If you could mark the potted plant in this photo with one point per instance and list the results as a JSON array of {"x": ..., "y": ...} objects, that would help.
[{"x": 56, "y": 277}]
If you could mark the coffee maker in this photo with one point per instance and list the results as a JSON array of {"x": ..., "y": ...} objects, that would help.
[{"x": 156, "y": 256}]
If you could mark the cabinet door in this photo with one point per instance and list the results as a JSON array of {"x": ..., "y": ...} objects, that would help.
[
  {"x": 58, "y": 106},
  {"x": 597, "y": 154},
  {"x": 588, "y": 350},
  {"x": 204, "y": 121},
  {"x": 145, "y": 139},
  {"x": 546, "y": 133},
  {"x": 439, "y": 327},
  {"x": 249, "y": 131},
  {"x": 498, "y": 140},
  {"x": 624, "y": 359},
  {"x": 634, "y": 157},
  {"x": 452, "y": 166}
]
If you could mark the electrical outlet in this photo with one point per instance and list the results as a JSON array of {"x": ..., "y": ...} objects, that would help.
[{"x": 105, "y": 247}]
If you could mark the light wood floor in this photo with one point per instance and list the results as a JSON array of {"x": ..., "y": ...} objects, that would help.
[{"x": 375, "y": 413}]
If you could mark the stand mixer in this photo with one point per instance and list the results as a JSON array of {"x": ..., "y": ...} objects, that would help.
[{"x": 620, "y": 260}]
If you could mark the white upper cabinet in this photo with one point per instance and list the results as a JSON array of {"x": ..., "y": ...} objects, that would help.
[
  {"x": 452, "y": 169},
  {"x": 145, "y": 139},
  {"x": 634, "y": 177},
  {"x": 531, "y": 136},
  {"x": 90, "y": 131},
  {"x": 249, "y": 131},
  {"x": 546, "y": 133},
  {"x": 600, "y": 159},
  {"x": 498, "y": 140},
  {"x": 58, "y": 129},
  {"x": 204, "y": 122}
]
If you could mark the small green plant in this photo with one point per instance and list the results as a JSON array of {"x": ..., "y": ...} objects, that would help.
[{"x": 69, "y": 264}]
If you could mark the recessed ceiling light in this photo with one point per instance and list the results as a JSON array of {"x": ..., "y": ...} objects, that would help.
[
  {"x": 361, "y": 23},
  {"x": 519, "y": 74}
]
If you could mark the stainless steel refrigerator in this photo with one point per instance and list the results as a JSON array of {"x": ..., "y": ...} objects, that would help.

Task description
The reply is to be an exact repeat of the records above.

Reply
If you could mark the potted plant in this photo with one point per instance and list the results as a JSON array of {"x": ..., "y": ...} objects, that would help.
[{"x": 56, "y": 277}]
If you could mark the coffee maker in this photo with one point per instance and list the results as a JSON array of {"x": ..., "y": ...} objects, that would help.
[{"x": 156, "y": 256}]
If you could mark the cabinet door in this photo with one point per instance and list the results as a JSON array of {"x": ..., "y": ...} objects, that would help.
[
  {"x": 58, "y": 106},
  {"x": 597, "y": 154},
  {"x": 588, "y": 350},
  {"x": 204, "y": 121},
  {"x": 145, "y": 139},
  {"x": 546, "y": 133},
  {"x": 439, "y": 327},
  {"x": 249, "y": 131},
  {"x": 498, "y": 140},
  {"x": 624, "y": 359},
  {"x": 634, "y": 157},
  {"x": 452, "y": 166}
]
If you could mark the electrical outlet in this photo with one point per instance and list the results as a JSON array of {"x": ..., "y": ...} objects, that would help.
[{"x": 105, "y": 247}]
If you could mark the light wood floor in this photo with one point per instance and list the results as a JSON array of {"x": ..., "y": ...} objects, that would help.
[{"x": 375, "y": 413}]
If you could mark the stand mixer in this photo with one point per instance and list the results as a JSON array of {"x": ..., "y": ...} objects, that would help.
[{"x": 620, "y": 260}]
If you could mark the white upper cabinet in this photo with one point per instance and list the results as a JSON array of {"x": ..., "y": ...} objects, that would help.
[
  {"x": 452, "y": 169},
  {"x": 145, "y": 139},
  {"x": 634, "y": 177},
  {"x": 531, "y": 136},
  {"x": 90, "y": 131},
  {"x": 249, "y": 131},
  {"x": 546, "y": 133},
  {"x": 600, "y": 159},
  {"x": 498, "y": 140},
  {"x": 58, "y": 129},
  {"x": 204, "y": 122}
]
If you could mark the small green plant in this photo with one point per instance and list the results as a JSON array of {"x": ..., "y": ...} objects, that would help.
[{"x": 69, "y": 264}]
If you could mark the recessed ceiling light in this photo with one point per instance and list the results as a JSON array of {"x": ..., "y": ...} objects, that would help.
[
  {"x": 361, "y": 23},
  {"x": 519, "y": 74}
]
If you could mark the stainless steel refrigerator in this photo with one point per instance and list the results as a JSON array of {"x": ..., "y": ...} objects, that would help.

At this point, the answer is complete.